[Point-per-instance localization data]
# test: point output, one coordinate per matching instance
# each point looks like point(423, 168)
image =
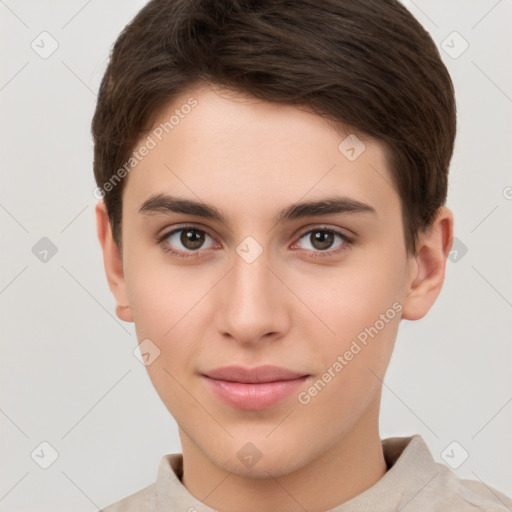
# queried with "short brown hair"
point(365, 64)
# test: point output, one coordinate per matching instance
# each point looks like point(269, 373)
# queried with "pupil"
point(322, 239)
point(192, 239)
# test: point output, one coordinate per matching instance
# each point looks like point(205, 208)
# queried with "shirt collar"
point(397, 487)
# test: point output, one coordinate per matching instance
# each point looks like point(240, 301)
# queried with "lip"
point(253, 388)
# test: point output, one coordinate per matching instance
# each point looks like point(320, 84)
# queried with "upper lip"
point(265, 373)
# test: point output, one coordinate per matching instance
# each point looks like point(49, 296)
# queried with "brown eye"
point(186, 240)
point(324, 242)
point(192, 238)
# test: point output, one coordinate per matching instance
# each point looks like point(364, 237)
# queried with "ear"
point(427, 266)
point(113, 263)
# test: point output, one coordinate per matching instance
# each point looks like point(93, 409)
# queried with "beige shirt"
point(414, 483)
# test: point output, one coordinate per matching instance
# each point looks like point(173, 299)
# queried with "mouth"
point(253, 389)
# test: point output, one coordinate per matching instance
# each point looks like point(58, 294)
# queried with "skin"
point(251, 159)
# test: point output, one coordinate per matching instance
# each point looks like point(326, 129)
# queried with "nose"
point(253, 302)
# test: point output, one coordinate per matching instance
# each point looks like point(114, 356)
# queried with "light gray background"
point(68, 374)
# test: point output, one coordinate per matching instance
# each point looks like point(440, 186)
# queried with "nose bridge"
point(252, 304)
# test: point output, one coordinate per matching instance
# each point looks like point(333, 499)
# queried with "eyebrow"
point(162, 203)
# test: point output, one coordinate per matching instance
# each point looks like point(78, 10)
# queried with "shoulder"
point(447, 491)
point(472, 494)
point(425, 485)
point(140, 501)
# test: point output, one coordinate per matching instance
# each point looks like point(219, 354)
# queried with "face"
point(314, 291)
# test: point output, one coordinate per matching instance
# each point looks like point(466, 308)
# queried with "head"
point(251, 109)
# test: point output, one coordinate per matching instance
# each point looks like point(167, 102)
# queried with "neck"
point(349, 467)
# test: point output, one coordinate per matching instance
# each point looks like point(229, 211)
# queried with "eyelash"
point(347, 242)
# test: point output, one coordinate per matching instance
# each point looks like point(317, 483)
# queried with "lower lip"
point(254, 396)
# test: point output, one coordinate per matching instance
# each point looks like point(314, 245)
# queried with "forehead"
point(228, 149)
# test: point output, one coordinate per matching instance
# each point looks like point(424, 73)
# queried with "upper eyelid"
point(300, 233)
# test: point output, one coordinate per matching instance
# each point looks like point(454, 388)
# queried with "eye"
point(186, 241)
point(325, 240)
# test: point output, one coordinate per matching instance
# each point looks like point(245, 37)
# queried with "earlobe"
point(113, 263)
point(428, 266)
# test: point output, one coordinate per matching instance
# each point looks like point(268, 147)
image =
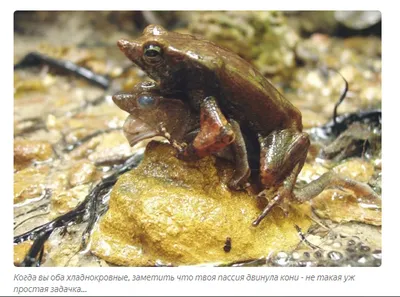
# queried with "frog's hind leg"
point(283, 154)
point(332, 179)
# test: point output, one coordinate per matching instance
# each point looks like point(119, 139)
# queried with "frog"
point(152, 114)
point(203, 71)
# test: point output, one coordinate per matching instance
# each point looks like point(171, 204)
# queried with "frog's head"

AIM OF THE EXERCISE – Taking the entries above, extract every line from the one bearing "# each point looks like point(268, 147)" through the one bearing "# each point looks like point(119, 139)", exactly, with no pictures.

EXPECTED ANSWER –
# each point looks like point(268, 147)
image =
# queried with "frog's hind leg"
point(283, 154)
point(332, 179)
# test: point output, one coordinate per matching instance
# each point looks like point(119, 139)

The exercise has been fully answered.